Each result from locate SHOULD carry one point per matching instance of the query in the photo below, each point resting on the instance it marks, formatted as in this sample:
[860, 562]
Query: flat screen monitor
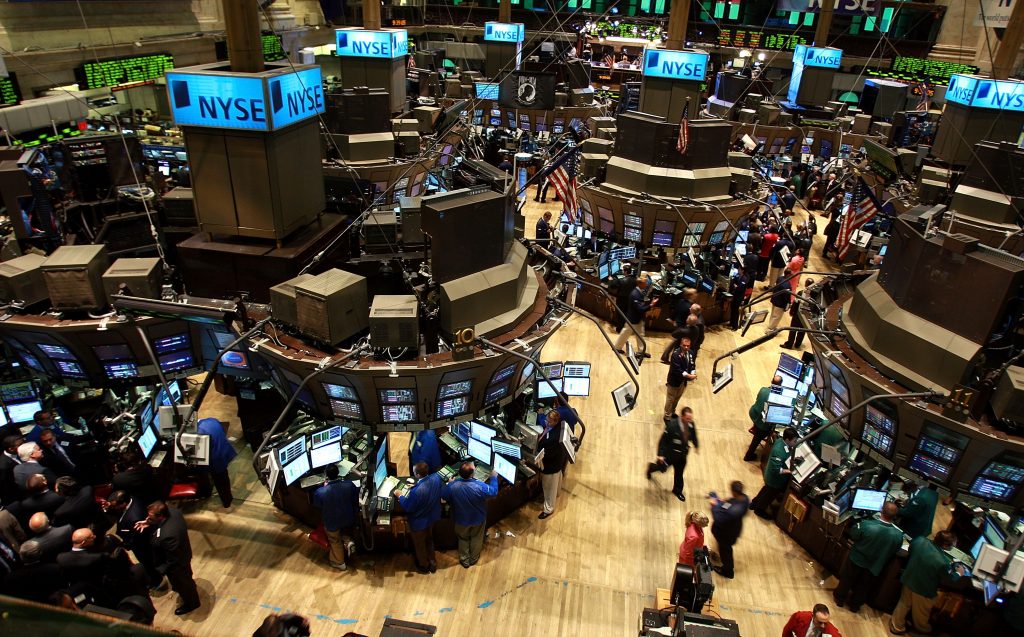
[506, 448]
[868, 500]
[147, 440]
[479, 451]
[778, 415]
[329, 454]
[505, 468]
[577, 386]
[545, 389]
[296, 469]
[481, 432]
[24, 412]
* * *
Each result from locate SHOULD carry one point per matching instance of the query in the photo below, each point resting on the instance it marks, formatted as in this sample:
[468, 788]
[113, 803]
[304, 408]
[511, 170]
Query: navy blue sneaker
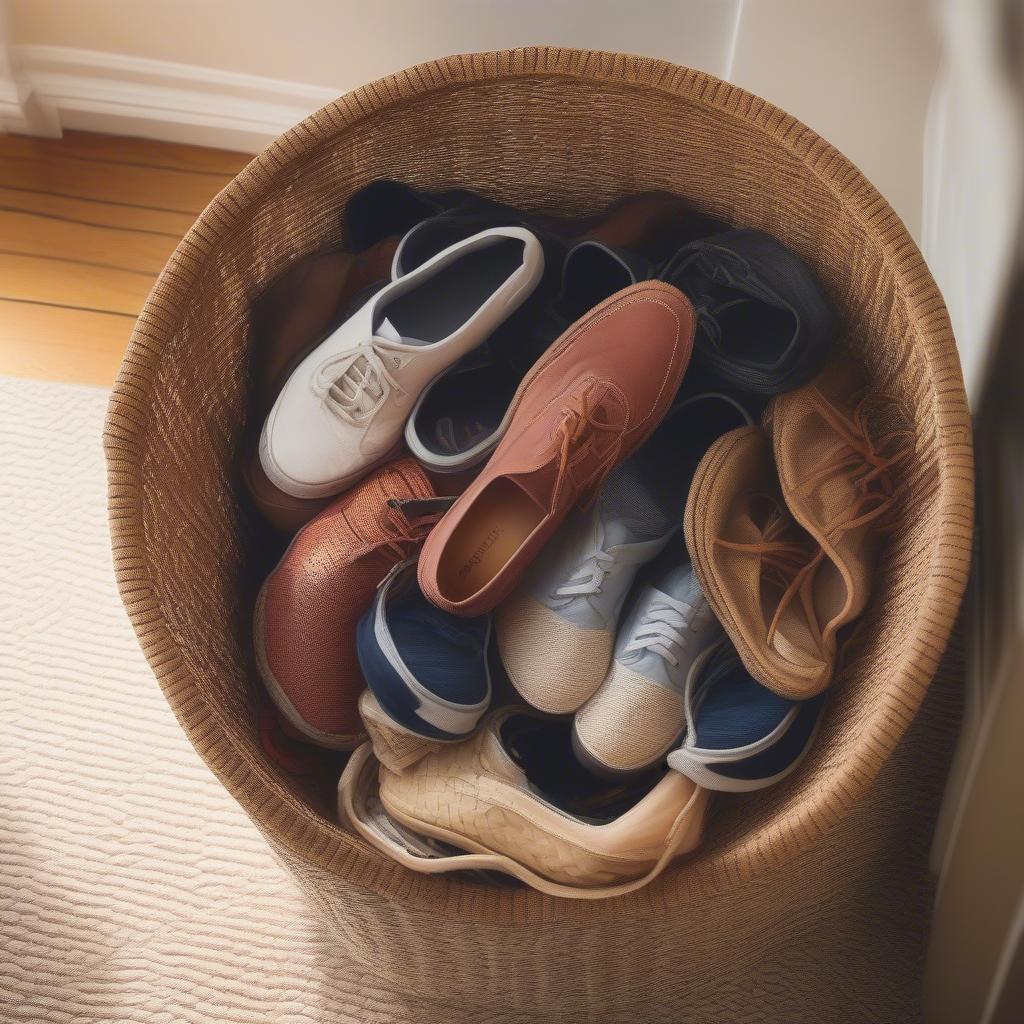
* * *
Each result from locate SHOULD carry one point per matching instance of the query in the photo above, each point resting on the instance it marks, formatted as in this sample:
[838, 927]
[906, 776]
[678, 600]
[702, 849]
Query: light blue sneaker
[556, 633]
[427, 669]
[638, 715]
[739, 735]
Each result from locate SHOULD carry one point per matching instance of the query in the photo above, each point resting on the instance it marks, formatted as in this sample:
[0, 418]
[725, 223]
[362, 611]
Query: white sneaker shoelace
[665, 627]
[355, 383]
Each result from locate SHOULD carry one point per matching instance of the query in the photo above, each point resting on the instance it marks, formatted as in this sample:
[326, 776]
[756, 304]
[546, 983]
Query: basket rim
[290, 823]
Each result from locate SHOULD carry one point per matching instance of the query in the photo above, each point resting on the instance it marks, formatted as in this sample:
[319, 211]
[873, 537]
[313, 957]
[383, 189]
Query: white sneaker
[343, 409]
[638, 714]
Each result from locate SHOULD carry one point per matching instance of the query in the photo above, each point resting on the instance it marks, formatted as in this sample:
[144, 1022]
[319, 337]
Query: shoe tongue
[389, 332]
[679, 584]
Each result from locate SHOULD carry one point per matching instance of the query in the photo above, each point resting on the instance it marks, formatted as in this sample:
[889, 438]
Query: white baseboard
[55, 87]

### AIM
Find every line in the records above that contains the word "sneaker", and copy each of those lines.

### SOLUTION BELOW
Query: navy blue sneaker
Query: light blue sneaker
Query: white sneaker shoelace
Query: white sneaker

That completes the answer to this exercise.